*RECORDS PROVIDED*:

+++++

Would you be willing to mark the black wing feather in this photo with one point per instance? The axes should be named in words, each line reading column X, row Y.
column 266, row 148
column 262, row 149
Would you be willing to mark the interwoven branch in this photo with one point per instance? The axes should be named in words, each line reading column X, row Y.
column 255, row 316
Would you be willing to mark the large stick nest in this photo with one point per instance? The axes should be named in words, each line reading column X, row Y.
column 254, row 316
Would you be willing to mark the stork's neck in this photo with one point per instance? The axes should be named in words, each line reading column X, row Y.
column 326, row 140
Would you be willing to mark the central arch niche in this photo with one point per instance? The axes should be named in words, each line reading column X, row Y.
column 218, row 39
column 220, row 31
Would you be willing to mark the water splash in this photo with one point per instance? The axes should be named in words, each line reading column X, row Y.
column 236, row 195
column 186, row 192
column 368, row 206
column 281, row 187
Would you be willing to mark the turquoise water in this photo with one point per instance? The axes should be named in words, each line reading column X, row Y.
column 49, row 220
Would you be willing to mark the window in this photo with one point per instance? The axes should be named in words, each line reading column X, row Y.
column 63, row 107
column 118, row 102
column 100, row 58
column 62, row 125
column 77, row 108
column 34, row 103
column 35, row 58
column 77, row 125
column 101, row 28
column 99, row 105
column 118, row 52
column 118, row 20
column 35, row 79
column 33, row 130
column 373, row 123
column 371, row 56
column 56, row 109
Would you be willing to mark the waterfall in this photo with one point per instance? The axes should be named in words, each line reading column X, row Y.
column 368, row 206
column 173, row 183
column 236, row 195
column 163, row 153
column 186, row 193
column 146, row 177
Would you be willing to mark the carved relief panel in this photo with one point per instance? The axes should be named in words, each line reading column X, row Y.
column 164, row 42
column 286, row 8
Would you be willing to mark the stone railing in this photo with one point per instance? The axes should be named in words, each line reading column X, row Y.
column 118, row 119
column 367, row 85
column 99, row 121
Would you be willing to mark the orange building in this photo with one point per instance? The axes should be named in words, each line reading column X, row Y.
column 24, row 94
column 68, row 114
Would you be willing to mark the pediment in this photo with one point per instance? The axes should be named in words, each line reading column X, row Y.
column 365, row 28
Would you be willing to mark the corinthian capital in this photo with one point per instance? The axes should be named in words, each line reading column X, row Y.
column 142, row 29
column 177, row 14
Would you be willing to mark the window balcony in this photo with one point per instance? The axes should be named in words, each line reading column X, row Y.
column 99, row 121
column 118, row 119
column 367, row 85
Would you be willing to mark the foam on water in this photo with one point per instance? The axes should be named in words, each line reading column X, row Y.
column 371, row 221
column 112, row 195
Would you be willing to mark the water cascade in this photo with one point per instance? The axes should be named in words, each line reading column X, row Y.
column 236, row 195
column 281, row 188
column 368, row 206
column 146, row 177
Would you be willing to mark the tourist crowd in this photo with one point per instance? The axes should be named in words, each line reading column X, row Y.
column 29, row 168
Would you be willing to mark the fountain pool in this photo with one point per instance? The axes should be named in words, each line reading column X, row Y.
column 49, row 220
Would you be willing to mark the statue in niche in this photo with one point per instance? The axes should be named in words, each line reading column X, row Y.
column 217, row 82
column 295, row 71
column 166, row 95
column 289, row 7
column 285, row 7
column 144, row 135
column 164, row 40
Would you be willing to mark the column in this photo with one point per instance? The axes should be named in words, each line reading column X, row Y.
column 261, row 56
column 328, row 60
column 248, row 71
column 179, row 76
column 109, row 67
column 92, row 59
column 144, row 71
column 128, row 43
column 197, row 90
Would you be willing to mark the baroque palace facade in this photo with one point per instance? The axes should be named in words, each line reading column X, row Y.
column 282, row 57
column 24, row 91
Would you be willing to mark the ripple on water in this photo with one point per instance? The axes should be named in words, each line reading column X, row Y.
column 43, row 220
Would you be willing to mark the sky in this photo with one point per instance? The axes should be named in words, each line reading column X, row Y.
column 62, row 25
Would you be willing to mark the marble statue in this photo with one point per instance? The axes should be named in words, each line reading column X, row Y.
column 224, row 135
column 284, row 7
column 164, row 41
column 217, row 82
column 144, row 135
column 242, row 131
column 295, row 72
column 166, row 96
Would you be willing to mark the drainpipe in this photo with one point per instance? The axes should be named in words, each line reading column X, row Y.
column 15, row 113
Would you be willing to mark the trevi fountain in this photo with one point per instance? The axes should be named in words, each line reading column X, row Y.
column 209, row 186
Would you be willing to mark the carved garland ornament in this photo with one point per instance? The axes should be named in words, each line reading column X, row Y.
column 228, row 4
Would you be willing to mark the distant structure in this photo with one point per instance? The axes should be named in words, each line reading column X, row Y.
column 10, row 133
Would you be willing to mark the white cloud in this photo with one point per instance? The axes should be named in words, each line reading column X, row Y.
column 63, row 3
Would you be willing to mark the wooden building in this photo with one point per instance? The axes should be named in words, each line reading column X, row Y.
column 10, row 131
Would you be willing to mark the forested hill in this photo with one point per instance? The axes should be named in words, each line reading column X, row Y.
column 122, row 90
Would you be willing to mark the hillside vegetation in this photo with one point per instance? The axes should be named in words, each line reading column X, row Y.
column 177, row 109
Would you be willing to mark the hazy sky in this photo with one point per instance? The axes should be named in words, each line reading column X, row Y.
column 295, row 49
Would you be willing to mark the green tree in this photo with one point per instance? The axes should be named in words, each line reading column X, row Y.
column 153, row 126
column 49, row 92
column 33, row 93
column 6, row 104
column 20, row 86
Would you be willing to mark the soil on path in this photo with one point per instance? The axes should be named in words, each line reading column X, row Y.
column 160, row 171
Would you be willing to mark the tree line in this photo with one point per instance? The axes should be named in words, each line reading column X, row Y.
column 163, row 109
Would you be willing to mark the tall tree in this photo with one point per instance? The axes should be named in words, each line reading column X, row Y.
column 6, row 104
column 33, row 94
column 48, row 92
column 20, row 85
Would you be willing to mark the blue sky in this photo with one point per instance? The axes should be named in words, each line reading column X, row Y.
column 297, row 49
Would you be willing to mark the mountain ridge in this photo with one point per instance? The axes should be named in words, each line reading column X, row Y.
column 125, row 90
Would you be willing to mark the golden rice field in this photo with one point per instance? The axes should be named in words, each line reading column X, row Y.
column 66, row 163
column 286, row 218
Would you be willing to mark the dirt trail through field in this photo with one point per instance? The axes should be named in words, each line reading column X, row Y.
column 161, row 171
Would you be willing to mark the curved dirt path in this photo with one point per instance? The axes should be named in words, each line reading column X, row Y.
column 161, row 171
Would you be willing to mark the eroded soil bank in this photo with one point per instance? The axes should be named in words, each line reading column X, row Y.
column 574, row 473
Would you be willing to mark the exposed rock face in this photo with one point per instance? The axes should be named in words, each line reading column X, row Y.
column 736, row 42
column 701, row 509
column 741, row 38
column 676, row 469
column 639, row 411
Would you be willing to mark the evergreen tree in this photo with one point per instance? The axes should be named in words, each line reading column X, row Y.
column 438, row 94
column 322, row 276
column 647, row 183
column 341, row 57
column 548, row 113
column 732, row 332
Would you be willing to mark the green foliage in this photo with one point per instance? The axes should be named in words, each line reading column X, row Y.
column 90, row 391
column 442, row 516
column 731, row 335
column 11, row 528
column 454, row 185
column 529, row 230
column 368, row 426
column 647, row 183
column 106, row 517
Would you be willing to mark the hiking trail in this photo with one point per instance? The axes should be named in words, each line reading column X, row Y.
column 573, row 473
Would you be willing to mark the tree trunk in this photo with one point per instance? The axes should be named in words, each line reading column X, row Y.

+++++

*ASSIGNMENT*: Each line above must be reproduced exactly as it stands.

*WRITTEN ANSWER*:
Would you be willing to mark the black wing feather in this photo with one point per instance? The axes should be named in words, each line reading column X, row Y.
column 266, row 148
column 262, row 149
Would you be willing to mark the interwoven branch in this photo with one point per instance? The axes should be named in words, each line reading column X, row Y.
column 255, row 316
Would you be willing to mark the large stick nest in this photo with one point per instance? The axes should be named in words, each line reading column X, row Y.
column 254, row 316
Would you be willing to mark the stork's neck in this photo with one point per instance? The axes should be named in words, each line reading column X, row Y.
column 326, row 140
Would you be willing to mark the central arch niche in this photo with one point per instance? The axes should be named in words, each line reading column X, row Y.
column 218, row 39
column 220, row 31
Would you be willing to mark the water splash in this photo with one point per instance? The axes should be named in words, each line reading column X, row Y.
column 236, row 195
column 186, row 192
column 368, row 206
column 281, row 187
Would you be willing to mark the turquoise water in this photo with one point per instance? The axes should be named in words, each line reading column X, row Y.
column 49, row 220
Would you be willing to mark the window in this photo with one point per instance? The axes should be named in words, each line reading column X, row Y.
column 63, row 107
column 118, row 102
column 100, row 58
column 62, row 125
column 77, row 108
column 34, row 103
column 35, row 58
column 77, row 125
column 101, row 28
column 99, row 105
column 118, row 52
column 118, row 20
column 35, row 79
column 33, row 130
column 373, row 123
column 371, row 56
column 56, row 109
Would you be willing to mark the waterfall in this photo with one point per instance? The axes should be named in words, each line reading column X, row Y.
column 368, row 206
column 173, row 183
column 236, row 195
column 163, row 153
column 186, row 193
column 146, row 177
Would you be willing to mark the carved relief panel in this photo with one point per instance? The axes should be named in words, each line reading column X, row Y.
column 164, row 42
column 286, row 8
Would you be willing to mark the stone railing in this photo with one point per instance? The axes should be named in words, each line reading column X, row Y.
column 118, row 119
column 367, row 85
column 99, row 121
Would you be willing to mark the orange building in this photo with one point per instance? The axes should be named in words, each line reading column X, row Y.
column 24, row 94
column 68, row 114
Would you be willing to mark the pediment in this photo with one point per instance? The axes should be named in words, each line reading column X, row Y.
column 365, row 28
Would you be willing to mark the corinthian capital in this photo with one point per instance? The axes should be named in words, each line reading column X, row Y.
column 142, row 29
column 177, row 14
Would you be willing to mark the window balcony in this photo with one point per instance? The axes should be named in words, each line reading column X, row Y.
column 99, row 121
column 118, row 119
column 367, row 85
Would you be willing to mark the foam on water in this photo with one point per instance? The axes should be named in words, each line reading column X, row Y.
column 371, row 221
column 112, row 195
Would you be willing to mark the water cascade in this photo with one point per instance? The axes should be named in words, each line reading column X, row Y.
column 236, row 195
column 281, row 188
column 368, row 206
column 146, row 177
Would you be willing to mark the tourist crowd in this photo with one point per instance? The axes should be named in words, each line reading column X, row Y.
column 29, row 168
Would you be willing to mark the fountain pool in this photo with one point per instance? The axes should be named in words, each line reading column X, row Y.
column 49, row 220
Would you be willing to mark the statue in niche in this photo with one point per instance? The axes should be named in words, each line reading column X, row Y.
column 217, row 82
column 295, row 71
column 166, row 95
column 289, row 7
column 285, row 7
column 144, row 135
column 164, row 40
Would you be willing to mark the column in this photo with one point per instance? The axes should be named in words, each line reading column X, row Y.
column 261, row 56
column 328, row 60
column 248, row 71
column 179, row 76
column 109, row 67
column 92, row 59
column 144, row 71
column 128, row 43
column 197, row 90
Would you be willing to mark the baroque palace facade in this photo with one point per instance? The axes should be named in words, each line reading column X, row Y.
column 282, row 57
column 24, row 91
Would you be willing to mark the ripple on water in this photo with one point per instance? The axes should be named in words, each line reading column X, row Y.
column 43, row 220
Would you be willing to mark the sky in this photo with one point per instance? The axes should be named in words, each line reading column X, row Y.
column 62, row 25
Would you be willing to mark the marble statue in this photo with one point per instance? The axes should be named in words, each line reading column X, row Y.
column 224, row 135
column 284, row 7
column 164, row 41
column 217, row 82
column 144, row 135
column 242, row 131
column 295, row 72
column 166, row 96
Would you be willing to mark the drainpipe in this photo with one point per instance? The axes should be named in words, each line reading column X, row Y.
column 15, row 113
Would you be willing to mark the trevi fountain in this photo with one point per instance? The axes should be named in words, each line reading column X, row Y.
column 209, row 186
Would you be willing to mark the carved garland ornament in this photo with one point per instance? The axes should be named in words, each line reading column X, row Y.
column 228, row 4
Would you be willing to mark the distant structure in this photo with one point per instance? The axes should be named in words, each line reading column X, row Y.
column 10, row 133
Would you be willing to mark the white cloud in this photo with one point per instance? The axes should be named in words, each line reading column X, row Y.
column 63, row 3
Would you be willing to mark the wooden building in this photo with one point per instance? The axes should be named in words, each line reading column X, row Y.
column 10, row 131
Would you be willing to mark the forested hill in this photo with one point per instance? The axes should be named in words, each line reading column X, row Y.
column 122, row 90
Would you be willing to mark the hillside vegetation in this photo with one point per instance? The axes should be named in words, each line reading column X, row Y.
column 177, row 109
Would you be willing to mark the hazy sky in this photo with one point per instance? The axes should be named in words, each line reading column X, row Y.
column 295, row 49
Would you be willing to mark the green tree in this photo with one point per instance? The axes should be named in words, each line reading column X, row Y.
column 153, row 126
column 49, row 92
column 33, row 93
column 6, row 104
column 20, row 86
Would you be willing to mark the soil on path in this photo with one point per instance? The axes should be named in words, each line reading column X, row Y.
column 160, row 171
Would you be willing to mark the tree line in this photo with one point per instance? The axes should be named in words, each line reading column X, row Y.
column 163, row 109
Would you be willing to mark the tall tree in this photo with one point per instance? The axes should be named in words, each line reading column X, row Y.
column 6, row 104
column 33, row 94
column 48, row 92
column 20, row 85
Would you be willing to mark the blue sky in this photo with one point per instance? The axes should be named in words, each line reading column X, row Y.
column 297, row 49
Would you be willing to mark the mountain ridge in this photo with one point per instance? The axes should be named in words, each line reading column X, row Y.
column 125, row 90
Would you be willing to mark the golden rice field in this photo with one point per instance? The axes should be named in words, each line reading column X, row Y.
column 66, row 163
column 286, row 218
Would you be willing to mark the dirt trail through field in this photo with one point per instance? The axes should be named in words, each line reading column X, row Y.
column 161, row 171
Would you be willing to mark the curved dirt path in this photo with one point per instance? The axes should be named in words, each line reading column X, row Y.
column 161, row 171
Would you be willing to mark the eroded soil bank in this photo with one point per instance? The axes should be named in words, each line reading column X, row Y.
column 574, row 473
Would you be willing to mark the exposed rock face in this photo with one point per instance? The axes should be named in words, each line reading column X, row Y.
column 736, row 42
column 701, row 509
column 741, row 38
column 676, row 469
column 639, row 411
Would you be willing to mark the evergreen tree in this photo with one point per instance? The axes should be named in words, each line reading column X, row Y.
column 438, row 94
column 322, row 276
column 647, row 183
column 341, row 57
column 548, row 113
column 732, row 332
Would you be willing to mark the green foliage in this photo with one point per instance? The axes should be named in words, each line reading column X, row Y.
column 90, row 391
column 442, row 516
column 731, row 335
column 11, row 528
column 454, row 185
column 529, row 230
column 368, row 426
column 647, row 183
column 106, row 517
Would you be willing to mark the hiking trail in this photo with one point per instance? The axes should be named in words, each line reading column X, row Y.
column 573, row 473
Would you be willing to mark the tree trunk in this photo with one point per instance? The axes should be named in words, each line reading column X, row Y.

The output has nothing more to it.